■ **BRANO FORNITO**:

- - -

Da bambino, in quarta e quinta elementare, a Varigotti, Riviera di Ponente, in classe eravamo in undici. Due erano figli di pescatori. Le loro case erano modeste, al piano terra, due o tre grandi stanze dove tutto coesisteva: cucina, stoviglie, letto, reti da pesca, gabinetto, attrezzi, vestiti. Siamo verso il 1965, le case si affacciavano sulla piazzetta che ancora oggi si chiama Piazza dei Pescatori. Lì d’inverno quando il mare si faceva minaccioso le famiglie dei miei compagni pescatori tiravano su i loro gozzi di legno per proteggerli dalle mareggiate, Non appena passava il mal li riportavano sulla spiaggia e ogni sera andavano a calare le reti.
Dieci anni dopo era tutto finito. La prima a comprare casa, la più bella, quella al centro, unica di fronte al mare, fu Gina Lagorio. Ora siamo a 12.000 euro al metro quadro, ma l’umidità salmastra è rimasta quella di allora.
Dall’infanzia ligure la passione per le barche e per tutte le imbarcazioni che solcano le acque non ha smesso di crescere. Barche da pesca, barche di lago o di laguna come qui nel Delta, giunche d’oriente, piroghe africane, rimorchiatori, barche a vela, yacths, mercantili, bettoline, piroscafi, traghetti e navi passeggeri suscitano in me ammirazione e stupore. Ogni volta che trovo un porto, un porticciolo, un approdo mi fermo, sogno ad occhi aperti e resto in osservazione.
A Genova, da studente delle superiori e universitario, salivamo sopra Corvetto o a Castelletto per inquadrare il porto dall’alto e vedere se erano arrivati i ‘transatlantici’ Michelangelo e Raffaello: navi passeggeri destinate a breve a lasciare il posto agli aerei, ma di cui in quegli anni, dal 1965 al 1975, andavamo fieri perché erano belle da vedersi e poi crescendo e studiando avremmo scoperto che erano anche arredate con talento e arte.
Una dozzina d’anni più avanti sono sbarcato a Lecce e lì dopo una lunga infatuazione con R.M. Rilke mi sono innamorato di Fernando Pessoa. La sua Ode Marittima è quanto di più alto io conosca di poesia dedicata al mare. In essa c’è un verso che da allora mi è rimasto impresso: “… una nave sarà sempre bella, solo perché è una nave.”

- - -

■ **DATI FORNITI**:
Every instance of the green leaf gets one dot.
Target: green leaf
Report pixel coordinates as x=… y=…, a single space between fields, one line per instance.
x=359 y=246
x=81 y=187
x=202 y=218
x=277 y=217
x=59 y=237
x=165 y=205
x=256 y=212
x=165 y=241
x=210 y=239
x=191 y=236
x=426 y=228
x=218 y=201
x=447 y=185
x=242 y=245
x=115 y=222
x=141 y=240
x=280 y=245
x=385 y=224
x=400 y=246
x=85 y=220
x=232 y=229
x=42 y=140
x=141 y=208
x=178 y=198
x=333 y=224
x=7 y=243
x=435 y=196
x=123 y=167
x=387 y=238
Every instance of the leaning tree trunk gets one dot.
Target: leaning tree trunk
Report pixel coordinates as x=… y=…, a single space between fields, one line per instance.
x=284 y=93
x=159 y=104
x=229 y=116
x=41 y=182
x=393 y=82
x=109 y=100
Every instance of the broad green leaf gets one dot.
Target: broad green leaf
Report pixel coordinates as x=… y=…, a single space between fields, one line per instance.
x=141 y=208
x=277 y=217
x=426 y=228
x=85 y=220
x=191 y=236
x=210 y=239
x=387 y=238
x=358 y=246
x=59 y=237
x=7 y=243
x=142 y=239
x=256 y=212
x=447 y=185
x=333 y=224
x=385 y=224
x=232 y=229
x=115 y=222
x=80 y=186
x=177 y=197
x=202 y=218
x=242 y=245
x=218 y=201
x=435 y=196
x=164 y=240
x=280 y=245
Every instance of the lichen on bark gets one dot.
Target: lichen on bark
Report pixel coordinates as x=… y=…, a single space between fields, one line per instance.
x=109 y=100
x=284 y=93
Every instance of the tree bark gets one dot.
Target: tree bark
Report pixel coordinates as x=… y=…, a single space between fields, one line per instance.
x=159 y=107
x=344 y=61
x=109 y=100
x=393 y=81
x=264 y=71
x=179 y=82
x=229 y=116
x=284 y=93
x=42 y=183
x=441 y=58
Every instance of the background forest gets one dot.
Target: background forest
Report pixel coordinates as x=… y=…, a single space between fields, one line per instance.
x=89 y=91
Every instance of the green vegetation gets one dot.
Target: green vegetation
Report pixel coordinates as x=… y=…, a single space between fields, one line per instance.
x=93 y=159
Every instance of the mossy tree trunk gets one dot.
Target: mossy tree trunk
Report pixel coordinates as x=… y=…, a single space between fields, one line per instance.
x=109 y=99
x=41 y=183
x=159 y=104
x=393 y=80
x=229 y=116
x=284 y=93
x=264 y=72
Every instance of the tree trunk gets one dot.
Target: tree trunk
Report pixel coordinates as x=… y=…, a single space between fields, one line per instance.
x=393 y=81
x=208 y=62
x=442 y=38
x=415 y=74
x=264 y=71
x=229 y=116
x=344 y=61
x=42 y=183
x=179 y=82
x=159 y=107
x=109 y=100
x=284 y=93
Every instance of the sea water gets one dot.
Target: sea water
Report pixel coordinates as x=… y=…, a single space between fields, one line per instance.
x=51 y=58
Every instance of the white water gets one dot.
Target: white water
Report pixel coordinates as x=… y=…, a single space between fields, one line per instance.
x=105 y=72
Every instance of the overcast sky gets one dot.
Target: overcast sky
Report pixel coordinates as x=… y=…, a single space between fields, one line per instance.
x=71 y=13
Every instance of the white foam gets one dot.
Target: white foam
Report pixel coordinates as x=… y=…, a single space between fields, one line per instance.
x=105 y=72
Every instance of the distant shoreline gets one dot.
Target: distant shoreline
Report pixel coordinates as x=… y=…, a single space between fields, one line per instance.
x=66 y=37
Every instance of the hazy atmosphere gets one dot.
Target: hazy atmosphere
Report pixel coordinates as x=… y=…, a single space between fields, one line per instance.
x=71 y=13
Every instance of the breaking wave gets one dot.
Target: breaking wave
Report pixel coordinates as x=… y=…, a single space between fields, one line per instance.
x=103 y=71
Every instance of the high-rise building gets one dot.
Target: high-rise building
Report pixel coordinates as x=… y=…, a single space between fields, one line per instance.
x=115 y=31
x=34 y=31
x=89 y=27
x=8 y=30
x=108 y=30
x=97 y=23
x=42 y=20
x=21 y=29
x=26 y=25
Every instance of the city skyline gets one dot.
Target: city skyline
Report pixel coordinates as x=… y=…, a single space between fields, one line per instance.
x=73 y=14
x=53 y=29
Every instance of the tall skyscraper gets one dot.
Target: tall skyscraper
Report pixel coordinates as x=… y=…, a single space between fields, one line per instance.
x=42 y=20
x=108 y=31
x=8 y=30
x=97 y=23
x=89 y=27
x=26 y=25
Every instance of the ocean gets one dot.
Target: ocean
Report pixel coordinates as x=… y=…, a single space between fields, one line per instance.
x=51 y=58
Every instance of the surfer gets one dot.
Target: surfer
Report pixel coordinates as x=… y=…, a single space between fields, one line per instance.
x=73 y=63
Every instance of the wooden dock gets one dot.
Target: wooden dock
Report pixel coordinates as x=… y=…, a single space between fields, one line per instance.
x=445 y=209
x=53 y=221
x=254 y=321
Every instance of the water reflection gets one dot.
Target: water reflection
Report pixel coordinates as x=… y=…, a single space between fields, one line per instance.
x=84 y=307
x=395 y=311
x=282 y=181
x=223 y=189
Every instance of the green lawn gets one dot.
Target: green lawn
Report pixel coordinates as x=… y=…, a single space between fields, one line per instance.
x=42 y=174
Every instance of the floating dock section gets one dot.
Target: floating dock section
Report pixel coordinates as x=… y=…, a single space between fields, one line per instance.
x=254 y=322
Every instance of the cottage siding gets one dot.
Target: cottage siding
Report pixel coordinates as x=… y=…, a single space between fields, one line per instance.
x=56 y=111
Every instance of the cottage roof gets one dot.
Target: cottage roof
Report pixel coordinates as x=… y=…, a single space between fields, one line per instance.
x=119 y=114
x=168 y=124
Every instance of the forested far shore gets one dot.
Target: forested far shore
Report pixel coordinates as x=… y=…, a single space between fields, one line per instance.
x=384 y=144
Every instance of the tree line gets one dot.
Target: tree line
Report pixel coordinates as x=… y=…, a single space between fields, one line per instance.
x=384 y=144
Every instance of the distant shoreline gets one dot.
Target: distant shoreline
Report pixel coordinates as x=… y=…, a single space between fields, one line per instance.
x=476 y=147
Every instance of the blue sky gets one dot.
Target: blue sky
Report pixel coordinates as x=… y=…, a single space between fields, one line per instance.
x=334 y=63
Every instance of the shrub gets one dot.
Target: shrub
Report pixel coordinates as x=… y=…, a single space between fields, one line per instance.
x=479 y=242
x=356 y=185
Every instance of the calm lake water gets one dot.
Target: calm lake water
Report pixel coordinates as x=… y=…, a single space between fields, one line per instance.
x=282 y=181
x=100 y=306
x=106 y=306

- - -

■ **BREVE ESERCIZIO 1**:
Restituisci senza modifiche la parte del brano sulle barche che comincia da "Dieci anni dopo" e termina con "resto in osservazione.".
■ **BREVE ESERCIZIO 2**:
Scrivi il seguito del brano sulle barche, partendo subito dopo la sua ultima frase.

■ **RISULTATO FINALE 1**:
Dieci anni dopo era tutto finito. La prima a comprare casa, la più bella, quella al centro, unica di fronte al mare, fu Gina Lagorio. Ora siamo a 12.000 euro al metro quadro, ma l’umidità salmastra è rimasta quella di allora.
Dall’infanzia ligure la passione per le barche e per tutte le imbarcazioni che solcano le acque non ha smesso di crescere. Barche da pesca, barche di lago o di laguna come qui nel Delta, giunche d’oriente, piroghe africane, rimorchiatori, barche a vela, yacths, mercantili, bettoline, piroscafi, traghetti e navi passeggeri suscitano in me ammirazione e stupore. Ogni volta che trovo un porto, un porticciolo, un approdo mi fermo, sogno ad occhi aperti e resto in osservazione.

■ **RISULTATO FINALE 2**:
Ci ho creduto a lungo ma poi in questo secolo nuovo ho iniziato a dubitarne. Come se non bastassero le portaerei, le petroliere e le portacontainer lunghe oltre 300 metri di recente anche le navi da crociera hanno assunto un aspetto imbarazzante. Sono dei condomini di 15 piani dove si fatica a capire dove siano la prua e la poppa. Le foto di Berengo Gardin con queste navi incombenti su Venezia dicono tutto.
Conosco gente che ci lavora sopra, altri che le arredano e altri che le promuovono, mi perdoneranno, forse, ma ho pochi dubbi: sono entità malate, hanno qualcosa di abnorme, fuoriscala.
Nei giorni scorsi ne abbiamo incontrate due che dormono nel porto di Ravenna, in attesa di tempi migliori. Non sono neppure delle più grandi e ciò nonostante fanno rumore anche da vuote, da ferme, perché sono macchine che non si possono mettere a tacere e la loro mole occupa uno spazio visivo che occlude la vista.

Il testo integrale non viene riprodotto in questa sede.